━━━ DATA EXTRACT
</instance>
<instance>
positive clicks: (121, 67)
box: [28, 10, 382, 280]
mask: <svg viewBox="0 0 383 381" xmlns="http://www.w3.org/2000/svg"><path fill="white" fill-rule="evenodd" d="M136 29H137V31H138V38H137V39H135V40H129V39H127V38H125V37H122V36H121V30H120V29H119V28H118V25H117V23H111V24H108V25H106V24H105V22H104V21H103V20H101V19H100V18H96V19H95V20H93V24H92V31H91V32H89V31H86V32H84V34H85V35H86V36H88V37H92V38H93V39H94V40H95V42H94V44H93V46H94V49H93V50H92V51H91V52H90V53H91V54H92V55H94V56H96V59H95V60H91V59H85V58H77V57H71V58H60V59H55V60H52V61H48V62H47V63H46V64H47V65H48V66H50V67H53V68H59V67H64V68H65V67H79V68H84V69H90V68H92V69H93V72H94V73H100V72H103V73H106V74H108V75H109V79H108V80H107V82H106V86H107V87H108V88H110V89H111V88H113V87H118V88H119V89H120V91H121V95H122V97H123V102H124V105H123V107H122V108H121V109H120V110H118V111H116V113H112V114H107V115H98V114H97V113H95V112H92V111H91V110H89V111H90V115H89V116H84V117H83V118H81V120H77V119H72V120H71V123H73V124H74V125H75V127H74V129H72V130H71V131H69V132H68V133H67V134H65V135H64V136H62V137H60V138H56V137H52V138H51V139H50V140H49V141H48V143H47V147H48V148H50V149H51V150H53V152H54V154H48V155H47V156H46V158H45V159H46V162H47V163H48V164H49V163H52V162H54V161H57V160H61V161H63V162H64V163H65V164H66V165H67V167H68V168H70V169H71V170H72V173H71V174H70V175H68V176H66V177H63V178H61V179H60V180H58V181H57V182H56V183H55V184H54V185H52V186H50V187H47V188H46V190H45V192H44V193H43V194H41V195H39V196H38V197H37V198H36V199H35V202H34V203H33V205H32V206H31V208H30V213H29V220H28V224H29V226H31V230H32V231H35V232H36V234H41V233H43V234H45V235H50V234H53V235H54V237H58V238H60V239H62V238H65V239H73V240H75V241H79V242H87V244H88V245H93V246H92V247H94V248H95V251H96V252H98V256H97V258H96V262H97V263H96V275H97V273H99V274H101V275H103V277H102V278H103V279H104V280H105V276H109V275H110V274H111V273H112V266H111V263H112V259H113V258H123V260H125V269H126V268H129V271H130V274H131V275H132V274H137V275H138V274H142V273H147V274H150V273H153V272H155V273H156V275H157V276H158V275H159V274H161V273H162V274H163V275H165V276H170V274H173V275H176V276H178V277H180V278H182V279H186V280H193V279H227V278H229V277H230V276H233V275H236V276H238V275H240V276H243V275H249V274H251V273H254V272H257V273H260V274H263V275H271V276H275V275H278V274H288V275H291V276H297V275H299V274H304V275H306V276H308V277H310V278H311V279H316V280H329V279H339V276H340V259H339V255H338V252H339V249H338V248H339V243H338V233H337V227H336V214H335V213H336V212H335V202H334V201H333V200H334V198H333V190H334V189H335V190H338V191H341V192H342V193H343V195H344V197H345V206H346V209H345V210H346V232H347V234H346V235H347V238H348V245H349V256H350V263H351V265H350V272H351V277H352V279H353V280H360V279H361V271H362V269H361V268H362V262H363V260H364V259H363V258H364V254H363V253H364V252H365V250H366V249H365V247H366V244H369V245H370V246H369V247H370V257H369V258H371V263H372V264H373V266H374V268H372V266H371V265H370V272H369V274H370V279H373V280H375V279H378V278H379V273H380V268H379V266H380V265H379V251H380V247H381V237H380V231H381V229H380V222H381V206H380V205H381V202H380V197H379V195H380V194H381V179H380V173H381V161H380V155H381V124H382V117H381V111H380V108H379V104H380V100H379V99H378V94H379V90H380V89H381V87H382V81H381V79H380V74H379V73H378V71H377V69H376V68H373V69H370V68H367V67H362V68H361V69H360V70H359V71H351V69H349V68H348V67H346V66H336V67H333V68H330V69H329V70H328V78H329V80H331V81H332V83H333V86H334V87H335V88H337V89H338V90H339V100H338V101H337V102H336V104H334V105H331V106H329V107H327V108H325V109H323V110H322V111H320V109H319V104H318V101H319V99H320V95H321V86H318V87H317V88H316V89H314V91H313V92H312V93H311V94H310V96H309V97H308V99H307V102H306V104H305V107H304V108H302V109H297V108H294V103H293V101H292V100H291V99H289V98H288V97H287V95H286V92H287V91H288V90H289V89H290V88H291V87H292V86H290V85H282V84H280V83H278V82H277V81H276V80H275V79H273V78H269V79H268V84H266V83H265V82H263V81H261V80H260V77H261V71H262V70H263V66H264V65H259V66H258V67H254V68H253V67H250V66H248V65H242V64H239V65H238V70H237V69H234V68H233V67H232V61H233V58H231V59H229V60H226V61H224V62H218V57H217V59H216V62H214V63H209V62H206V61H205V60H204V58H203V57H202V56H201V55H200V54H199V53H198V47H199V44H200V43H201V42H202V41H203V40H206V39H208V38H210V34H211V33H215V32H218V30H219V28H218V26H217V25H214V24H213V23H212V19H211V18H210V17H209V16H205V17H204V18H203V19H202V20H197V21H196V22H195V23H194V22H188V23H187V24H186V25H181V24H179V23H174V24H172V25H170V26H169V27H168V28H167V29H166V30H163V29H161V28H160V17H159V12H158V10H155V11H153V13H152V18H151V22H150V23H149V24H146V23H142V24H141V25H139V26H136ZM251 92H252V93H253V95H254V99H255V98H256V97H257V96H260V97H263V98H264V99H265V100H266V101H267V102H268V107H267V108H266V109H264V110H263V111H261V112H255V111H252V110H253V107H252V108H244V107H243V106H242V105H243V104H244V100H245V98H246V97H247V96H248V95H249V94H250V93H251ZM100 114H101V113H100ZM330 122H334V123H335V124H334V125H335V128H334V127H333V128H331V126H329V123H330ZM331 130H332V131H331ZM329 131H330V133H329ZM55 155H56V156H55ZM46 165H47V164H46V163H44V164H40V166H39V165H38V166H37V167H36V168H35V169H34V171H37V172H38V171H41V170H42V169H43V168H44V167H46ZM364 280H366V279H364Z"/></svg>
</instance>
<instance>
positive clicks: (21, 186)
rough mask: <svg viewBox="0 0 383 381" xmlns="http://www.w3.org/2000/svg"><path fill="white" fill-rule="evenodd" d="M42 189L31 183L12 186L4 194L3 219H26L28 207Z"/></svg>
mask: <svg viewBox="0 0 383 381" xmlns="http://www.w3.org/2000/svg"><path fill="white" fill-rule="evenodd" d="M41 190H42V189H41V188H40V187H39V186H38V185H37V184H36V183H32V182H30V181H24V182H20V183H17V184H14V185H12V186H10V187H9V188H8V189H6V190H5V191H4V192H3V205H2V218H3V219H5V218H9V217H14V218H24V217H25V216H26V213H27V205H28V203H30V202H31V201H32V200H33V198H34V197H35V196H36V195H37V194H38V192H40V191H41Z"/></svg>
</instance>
━━━━━━
### ABOUT THIS TASK
Take each line above that holds the string "positive" and copy it.

### OUTPUT BELOW
positive clicks: (121, 67)
positive clicks: (21, 186)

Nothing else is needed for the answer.